=== Work to complete ===
Please copy each line in the records below that contains the string "aircraft".

=== Referring expression pointing data ===
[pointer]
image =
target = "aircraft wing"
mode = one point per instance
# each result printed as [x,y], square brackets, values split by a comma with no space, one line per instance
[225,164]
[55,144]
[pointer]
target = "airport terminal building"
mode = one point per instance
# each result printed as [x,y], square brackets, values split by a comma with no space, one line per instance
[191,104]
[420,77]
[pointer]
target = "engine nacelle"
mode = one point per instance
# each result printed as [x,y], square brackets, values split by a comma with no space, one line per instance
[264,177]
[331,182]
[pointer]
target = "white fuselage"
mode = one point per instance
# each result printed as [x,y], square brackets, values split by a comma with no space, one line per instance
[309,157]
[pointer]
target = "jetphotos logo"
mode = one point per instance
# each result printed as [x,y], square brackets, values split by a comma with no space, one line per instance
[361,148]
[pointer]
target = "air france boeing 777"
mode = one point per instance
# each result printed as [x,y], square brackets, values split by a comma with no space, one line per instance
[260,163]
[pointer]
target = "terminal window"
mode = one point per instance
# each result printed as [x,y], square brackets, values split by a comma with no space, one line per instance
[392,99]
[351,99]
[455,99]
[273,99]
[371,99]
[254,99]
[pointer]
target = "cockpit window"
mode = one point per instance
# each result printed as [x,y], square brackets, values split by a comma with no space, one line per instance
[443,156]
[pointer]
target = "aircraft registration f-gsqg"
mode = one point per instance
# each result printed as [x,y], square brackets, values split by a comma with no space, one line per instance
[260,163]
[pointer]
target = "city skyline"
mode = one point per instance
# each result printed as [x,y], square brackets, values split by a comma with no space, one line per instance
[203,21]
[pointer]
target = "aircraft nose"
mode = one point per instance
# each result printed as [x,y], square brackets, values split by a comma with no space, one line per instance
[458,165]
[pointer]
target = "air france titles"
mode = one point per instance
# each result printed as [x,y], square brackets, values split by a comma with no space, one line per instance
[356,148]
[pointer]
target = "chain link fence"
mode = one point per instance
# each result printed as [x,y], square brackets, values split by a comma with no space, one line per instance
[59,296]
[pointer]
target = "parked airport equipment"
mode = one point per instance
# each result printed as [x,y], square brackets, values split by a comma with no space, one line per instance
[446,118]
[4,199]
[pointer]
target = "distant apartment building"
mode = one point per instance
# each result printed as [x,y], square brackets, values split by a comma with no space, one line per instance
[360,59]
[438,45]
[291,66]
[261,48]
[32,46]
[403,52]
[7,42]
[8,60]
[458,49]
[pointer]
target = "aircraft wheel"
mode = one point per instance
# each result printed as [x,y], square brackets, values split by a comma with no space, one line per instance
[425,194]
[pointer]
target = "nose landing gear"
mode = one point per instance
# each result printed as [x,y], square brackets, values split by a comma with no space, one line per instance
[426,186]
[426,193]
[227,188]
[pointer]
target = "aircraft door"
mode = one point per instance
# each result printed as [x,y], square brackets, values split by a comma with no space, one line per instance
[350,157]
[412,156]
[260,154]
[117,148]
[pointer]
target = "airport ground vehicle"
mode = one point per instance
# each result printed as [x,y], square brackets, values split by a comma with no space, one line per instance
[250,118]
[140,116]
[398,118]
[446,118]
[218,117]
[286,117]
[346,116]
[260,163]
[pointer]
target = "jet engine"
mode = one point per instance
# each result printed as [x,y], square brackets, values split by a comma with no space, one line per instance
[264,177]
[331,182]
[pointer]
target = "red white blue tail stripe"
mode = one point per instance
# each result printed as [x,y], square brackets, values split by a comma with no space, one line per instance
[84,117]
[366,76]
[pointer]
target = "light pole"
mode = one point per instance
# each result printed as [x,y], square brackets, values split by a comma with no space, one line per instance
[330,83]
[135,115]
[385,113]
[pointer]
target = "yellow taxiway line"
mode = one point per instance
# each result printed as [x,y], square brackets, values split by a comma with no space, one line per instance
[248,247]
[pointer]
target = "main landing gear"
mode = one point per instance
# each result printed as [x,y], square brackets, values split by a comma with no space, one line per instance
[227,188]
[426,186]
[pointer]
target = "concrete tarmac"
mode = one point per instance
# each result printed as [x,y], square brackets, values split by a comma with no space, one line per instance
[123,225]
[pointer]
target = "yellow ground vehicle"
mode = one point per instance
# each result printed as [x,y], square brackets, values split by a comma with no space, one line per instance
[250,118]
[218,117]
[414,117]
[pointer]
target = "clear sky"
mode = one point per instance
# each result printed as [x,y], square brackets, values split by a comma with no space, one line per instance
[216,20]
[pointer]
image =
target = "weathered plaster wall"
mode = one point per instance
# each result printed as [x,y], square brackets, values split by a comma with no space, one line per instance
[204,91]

=== Answer section ===
target = "aircraft wing"
target = "aircraft registration f-gsqg"
target = "aircraft nose"
target = "aircraft wheel"
target = "aircraft door"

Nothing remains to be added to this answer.